[Referring expression data]

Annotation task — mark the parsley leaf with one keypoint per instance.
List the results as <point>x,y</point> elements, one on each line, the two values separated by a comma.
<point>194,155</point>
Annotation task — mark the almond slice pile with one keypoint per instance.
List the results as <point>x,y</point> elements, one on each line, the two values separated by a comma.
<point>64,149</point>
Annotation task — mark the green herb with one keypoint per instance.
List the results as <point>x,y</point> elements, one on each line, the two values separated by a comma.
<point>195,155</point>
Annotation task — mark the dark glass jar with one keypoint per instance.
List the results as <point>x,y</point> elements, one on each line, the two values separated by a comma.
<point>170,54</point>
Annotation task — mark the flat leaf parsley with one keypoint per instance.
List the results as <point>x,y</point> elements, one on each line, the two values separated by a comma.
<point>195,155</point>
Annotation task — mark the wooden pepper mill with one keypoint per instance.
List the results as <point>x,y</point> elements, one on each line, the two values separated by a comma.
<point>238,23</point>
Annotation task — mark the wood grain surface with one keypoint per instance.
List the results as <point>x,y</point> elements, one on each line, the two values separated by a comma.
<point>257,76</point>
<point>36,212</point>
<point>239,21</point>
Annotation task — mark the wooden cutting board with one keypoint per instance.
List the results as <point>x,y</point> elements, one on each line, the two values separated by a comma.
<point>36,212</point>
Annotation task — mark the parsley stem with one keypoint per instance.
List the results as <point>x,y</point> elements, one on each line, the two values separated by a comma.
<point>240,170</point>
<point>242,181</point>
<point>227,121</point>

--

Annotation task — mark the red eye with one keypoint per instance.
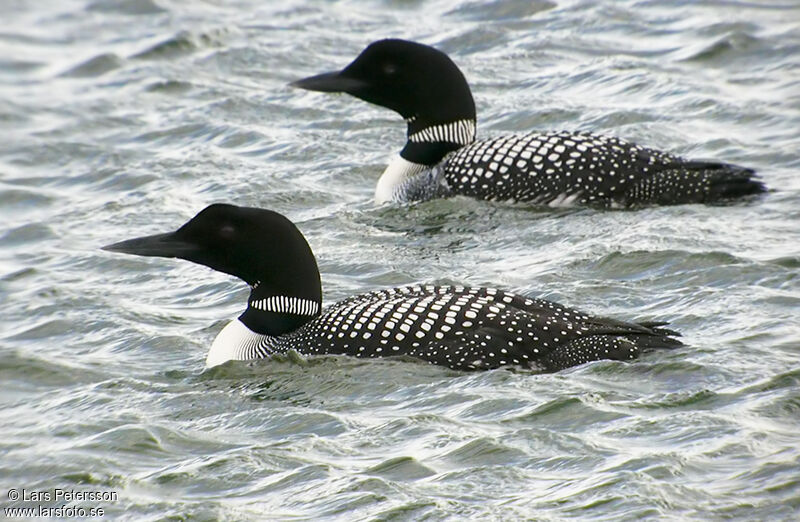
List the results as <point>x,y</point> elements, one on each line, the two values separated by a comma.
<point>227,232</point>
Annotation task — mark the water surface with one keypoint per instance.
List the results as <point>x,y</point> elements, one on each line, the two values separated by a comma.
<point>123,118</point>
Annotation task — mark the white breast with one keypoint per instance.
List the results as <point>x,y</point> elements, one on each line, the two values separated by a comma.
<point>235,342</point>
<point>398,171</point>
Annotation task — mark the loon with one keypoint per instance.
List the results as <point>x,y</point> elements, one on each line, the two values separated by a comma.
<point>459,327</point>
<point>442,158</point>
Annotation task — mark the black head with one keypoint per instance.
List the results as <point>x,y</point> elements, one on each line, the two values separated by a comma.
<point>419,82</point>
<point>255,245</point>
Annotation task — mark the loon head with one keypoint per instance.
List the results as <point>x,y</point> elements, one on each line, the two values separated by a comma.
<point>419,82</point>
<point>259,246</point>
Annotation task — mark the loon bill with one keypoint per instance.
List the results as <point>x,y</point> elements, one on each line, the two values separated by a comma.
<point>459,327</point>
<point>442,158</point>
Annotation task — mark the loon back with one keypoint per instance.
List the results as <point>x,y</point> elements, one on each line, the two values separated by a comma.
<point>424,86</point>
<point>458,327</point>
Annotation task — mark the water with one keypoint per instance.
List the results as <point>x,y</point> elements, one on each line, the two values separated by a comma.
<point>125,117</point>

...

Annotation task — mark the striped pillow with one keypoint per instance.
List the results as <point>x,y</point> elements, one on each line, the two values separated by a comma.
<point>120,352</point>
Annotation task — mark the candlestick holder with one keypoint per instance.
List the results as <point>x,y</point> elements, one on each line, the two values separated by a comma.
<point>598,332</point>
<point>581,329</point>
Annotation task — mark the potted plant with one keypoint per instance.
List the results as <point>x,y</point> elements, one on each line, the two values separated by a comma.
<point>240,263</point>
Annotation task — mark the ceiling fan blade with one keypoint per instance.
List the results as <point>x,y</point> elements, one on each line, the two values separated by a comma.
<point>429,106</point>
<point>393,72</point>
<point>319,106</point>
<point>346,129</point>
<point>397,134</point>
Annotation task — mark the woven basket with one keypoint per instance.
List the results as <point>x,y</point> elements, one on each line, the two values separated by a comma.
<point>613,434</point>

Exercise goal. Please state how many lines in the data contain the word "head", giving only that number.

Solution to this problem. 2